▸ Given task: Locate every line in the listing below that contains the word "white", and copy each of those lines.

▸ Entries:
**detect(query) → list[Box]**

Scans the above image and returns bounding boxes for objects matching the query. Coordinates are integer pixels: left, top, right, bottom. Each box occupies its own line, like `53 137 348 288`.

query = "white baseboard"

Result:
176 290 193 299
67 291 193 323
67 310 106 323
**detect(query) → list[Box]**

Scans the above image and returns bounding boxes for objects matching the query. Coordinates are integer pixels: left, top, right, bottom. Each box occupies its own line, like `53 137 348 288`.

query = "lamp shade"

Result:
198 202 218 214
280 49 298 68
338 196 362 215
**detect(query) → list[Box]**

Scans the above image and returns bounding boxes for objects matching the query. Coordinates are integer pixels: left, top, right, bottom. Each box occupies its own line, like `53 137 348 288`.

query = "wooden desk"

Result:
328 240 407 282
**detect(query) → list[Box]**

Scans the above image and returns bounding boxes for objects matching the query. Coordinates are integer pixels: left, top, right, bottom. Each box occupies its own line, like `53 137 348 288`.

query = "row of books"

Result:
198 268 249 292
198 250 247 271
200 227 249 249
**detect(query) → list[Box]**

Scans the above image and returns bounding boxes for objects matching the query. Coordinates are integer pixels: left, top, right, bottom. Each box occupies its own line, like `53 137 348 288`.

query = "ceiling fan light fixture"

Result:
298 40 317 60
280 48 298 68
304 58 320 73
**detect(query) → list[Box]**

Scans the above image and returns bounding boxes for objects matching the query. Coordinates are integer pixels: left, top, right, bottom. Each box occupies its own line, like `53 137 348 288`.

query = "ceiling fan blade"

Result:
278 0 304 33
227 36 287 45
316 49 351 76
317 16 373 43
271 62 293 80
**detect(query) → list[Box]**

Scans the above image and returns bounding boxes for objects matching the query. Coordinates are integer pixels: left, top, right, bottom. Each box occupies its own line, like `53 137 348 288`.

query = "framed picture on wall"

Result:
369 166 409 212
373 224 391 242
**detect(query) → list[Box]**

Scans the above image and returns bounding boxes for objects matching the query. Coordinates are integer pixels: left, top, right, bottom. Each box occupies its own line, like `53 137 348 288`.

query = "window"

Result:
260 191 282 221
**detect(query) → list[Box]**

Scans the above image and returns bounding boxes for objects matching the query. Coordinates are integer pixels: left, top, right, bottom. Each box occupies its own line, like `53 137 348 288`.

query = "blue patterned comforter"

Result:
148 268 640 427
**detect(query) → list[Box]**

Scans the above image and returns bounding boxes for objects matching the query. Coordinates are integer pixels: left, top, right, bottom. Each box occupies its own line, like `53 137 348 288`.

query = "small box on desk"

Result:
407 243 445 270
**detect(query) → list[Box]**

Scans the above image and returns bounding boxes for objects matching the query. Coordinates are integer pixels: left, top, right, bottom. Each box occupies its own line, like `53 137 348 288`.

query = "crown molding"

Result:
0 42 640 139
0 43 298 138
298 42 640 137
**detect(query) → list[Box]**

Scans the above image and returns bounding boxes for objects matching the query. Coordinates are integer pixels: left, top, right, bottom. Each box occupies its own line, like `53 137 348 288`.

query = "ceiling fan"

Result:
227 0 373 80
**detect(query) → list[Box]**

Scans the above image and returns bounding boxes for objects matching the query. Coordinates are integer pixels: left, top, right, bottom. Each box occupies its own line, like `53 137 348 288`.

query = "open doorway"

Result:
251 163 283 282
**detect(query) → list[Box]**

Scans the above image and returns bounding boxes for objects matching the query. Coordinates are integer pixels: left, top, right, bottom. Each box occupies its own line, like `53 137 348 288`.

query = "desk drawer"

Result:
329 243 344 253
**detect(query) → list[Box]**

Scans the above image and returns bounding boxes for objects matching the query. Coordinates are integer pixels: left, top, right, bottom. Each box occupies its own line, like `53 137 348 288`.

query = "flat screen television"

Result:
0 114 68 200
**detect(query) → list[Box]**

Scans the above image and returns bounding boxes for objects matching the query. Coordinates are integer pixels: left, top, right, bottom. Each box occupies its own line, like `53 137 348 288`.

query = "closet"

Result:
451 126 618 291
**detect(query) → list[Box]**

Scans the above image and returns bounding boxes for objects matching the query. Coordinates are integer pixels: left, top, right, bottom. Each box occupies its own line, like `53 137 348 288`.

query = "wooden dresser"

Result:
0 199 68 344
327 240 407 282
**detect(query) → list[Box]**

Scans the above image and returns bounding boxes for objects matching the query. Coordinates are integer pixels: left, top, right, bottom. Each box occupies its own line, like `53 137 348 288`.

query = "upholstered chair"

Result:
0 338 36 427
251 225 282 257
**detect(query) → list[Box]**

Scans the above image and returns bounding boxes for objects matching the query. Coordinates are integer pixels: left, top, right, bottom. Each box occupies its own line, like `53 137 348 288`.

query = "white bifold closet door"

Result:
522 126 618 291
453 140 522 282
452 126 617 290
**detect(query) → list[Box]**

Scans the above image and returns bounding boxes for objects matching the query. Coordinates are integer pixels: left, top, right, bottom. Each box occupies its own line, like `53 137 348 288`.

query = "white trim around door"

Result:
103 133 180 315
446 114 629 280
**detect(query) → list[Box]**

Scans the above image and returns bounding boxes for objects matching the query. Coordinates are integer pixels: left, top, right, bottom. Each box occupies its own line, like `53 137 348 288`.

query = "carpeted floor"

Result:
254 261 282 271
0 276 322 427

▸ Output for this task:
query = "white baseboard"
query = "white bifold closet door"
query = "white trim around door"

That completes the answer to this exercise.